Macron a annoncé mardi une des principales mesures de son gouvernement, le renforcement de la Loi Travail, devant être imposé par ordonnances dans les prochaines semaines. Ces mesures donneront encore plus de pouvoirs aux patrons, dispersant la classe ouvrière en l‘isolant entreprise par entreprise, et rendant caduques des conquêtes sociales et démocratiques acquises pendant des décennies de lutte, y compris celle contre le fascisme durant l‘Occupation et le régime de Vichy. Les syndicats recevraient de larges compétences pour mettre en oeuvre ces transformations.

→ DONNÉES FOURNIES
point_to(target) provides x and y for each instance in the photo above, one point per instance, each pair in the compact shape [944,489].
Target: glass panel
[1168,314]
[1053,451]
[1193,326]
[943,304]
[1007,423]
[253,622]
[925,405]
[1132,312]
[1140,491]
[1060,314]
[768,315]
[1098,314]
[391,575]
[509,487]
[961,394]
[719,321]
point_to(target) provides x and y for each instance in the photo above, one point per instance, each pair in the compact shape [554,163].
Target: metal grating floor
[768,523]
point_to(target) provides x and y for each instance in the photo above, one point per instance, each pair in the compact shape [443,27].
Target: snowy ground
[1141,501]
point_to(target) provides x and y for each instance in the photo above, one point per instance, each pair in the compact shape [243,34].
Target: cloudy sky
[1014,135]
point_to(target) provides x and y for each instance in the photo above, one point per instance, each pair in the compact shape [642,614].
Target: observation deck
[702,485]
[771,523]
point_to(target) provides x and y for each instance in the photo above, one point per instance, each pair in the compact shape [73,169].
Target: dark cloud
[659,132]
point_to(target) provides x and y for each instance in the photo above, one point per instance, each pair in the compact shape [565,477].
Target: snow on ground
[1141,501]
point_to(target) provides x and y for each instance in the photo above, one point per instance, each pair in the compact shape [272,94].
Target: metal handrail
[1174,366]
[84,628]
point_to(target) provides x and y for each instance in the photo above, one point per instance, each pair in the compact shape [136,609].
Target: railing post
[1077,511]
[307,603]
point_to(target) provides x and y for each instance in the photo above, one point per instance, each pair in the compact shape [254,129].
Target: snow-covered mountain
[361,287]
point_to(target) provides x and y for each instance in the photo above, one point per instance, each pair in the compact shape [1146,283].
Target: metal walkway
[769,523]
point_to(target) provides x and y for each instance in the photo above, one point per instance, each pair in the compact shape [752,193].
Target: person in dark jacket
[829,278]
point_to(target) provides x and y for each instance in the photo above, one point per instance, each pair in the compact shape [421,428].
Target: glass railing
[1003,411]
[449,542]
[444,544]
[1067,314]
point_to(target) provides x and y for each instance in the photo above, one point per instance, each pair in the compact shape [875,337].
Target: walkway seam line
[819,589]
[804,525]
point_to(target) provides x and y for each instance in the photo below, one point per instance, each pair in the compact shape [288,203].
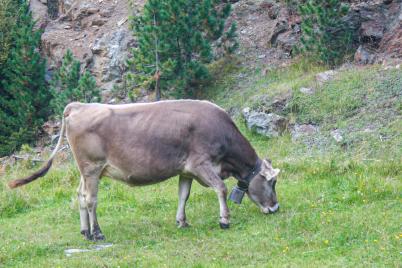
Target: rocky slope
[97,31]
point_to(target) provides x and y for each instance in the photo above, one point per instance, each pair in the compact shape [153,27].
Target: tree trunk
[157,88]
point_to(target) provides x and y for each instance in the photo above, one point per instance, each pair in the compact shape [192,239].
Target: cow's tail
[45,168]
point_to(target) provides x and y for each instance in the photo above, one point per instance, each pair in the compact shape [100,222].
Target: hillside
[335,133]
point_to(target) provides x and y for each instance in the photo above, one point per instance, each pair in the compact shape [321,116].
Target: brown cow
[142,144]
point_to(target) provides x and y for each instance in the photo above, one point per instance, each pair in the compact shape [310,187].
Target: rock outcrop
[96,31]
[267,124]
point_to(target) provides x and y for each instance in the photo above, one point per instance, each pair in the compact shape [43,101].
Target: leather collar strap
[245,182]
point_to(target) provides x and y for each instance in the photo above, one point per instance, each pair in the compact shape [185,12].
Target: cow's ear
[270,173]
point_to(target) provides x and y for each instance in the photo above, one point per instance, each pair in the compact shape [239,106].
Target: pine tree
[324,33]
[24,97]
[174,43]
[69,85]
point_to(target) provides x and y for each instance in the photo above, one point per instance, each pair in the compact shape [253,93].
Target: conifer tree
[174,43]
[24,97]
[69,85]
[324,32]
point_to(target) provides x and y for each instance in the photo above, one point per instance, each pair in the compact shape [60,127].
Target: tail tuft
[41,172]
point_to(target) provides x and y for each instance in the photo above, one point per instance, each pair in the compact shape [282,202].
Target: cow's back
[146,143]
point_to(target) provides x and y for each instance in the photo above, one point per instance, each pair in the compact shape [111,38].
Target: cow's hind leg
[91,172]
[91,198]
[84,216]
[206,173]
[184,193]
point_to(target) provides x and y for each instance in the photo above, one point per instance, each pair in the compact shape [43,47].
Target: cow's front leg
[84,217]
[184,193]
[208,176]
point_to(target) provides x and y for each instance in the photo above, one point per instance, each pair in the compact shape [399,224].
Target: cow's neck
[243,164]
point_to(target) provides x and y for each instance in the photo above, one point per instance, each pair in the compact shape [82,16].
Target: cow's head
[262,188]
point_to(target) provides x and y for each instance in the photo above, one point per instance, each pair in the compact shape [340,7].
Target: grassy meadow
[341,204]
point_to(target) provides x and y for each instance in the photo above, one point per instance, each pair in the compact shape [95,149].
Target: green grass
[340,206]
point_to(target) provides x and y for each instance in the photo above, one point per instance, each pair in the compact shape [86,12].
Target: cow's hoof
[224,225]
[182,224]
[87,235]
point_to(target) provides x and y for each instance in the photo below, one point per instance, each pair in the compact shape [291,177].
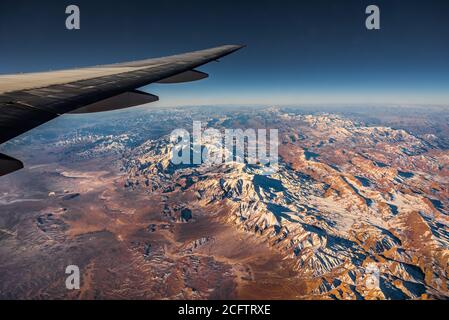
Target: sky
[298,52]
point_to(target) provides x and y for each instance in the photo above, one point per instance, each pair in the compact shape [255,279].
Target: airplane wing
[29,100]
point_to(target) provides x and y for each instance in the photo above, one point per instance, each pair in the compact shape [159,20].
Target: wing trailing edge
[9,165]
[122,101]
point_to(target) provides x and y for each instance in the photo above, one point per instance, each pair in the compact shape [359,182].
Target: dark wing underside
[29,100]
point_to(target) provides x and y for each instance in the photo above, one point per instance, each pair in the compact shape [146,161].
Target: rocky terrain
[351,192]
[346,195]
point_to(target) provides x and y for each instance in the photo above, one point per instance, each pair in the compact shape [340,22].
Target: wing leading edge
[29,100]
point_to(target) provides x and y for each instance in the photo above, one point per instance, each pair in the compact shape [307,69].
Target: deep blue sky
[298,51]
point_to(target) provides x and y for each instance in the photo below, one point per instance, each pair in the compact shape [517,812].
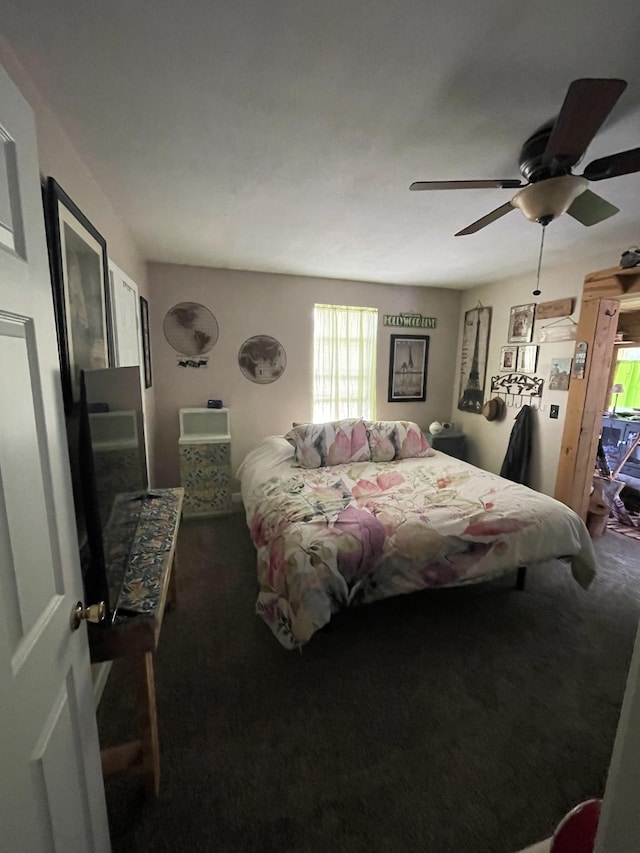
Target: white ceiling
[282,135]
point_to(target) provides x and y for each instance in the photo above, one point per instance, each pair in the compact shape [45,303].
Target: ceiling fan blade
[589,208]
[486,220]
[503,184]
[614,165]
[586,105]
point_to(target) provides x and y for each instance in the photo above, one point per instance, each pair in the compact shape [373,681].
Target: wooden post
[585,405]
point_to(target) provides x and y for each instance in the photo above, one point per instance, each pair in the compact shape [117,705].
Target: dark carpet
[455,721]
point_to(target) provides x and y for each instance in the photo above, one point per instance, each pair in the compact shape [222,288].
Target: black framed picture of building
[408,361]
[473,361]
[78,255]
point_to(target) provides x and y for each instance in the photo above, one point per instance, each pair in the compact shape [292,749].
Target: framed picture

→ PROBLÈMES À RÉSOUDRE
a. Répondez brièvement à ces questions sur l'extrait consacré à la Loi Travail :
(i) Quel jour Macron a-t-il fait son annonce ?
(ii) Par quel moyen le renforcement de la Loi Travail doit-il être imposé ?
(iii) Qui recevrait de larges compétences pour mettre en œuvre ces transformations ?
b. Reproduisez le passage de l'extrait sur la Loi Travail depuis « Macron a annoncé » jusqu'à « oeuvre ces transformations. » inclus.
c. Rédigez la suite de l'extrait sur la Loi Travail, à partir de sa dernière phrase.
Les enregistrements forment un matériau distinct du texte.

→ VOS RÉPONSES
a.
(i) Mardi.
(ii) Par ordonnances.
(iii) Les syndicats.

b.
Macron a annoncé mardi une des principales mesures de son gouvernement, le renforcement de la Loi Travail, devant être imposé par ordonnances dans les prochaines semaines. Ces mesures donneront encore plus de pouvoirs aux patrons, dispersant la classe ouvrière en l‘isolant entreprise par entreprise, et rendant caduques des conquêtes sociales et démocratiques acquises pendant des décennies de lutte, y compris celle contre le fascisme durant l‘Occupation et le régime de Vichy. Les syndicats recevraient de larges compétences pour mettre en oeuvre ces transformations.

c.
Macron dirige un gouvernement isolé dont la base de soutien dans la population est extrêmement étroite, et qui craint un revirement brusque de l‘opinion. Une bonne partie de ceux qui ont voté pour Macron l‘ont fait pour éloigner Le Pen du pouvoir. Sa « moralisation » tant vantée de la vie politique a déjà subi un coup suite aux révélations de « montage financier » de la part de son ministre de la Cohésion des territoires Richard Ferrand, par l‘hebdomadaire satirique Canard enchainé.

Le gouvernement a tout de suite été sur la défensive, ses porte-parole déclarant que les opérations immobilières lucratives de Ferrand en tant que directeur général des mutuelles de Bretagne et profitant à ses proches, n‘étaient après tout « pas illégales ». Le Parisien cite Christophe Castaner, le porte parole du gouvernement: « Ferrand était inquiet de la 'mauvaise lecture' qui allait être faite de l‘affaire avant qu‘elle soit publiée ».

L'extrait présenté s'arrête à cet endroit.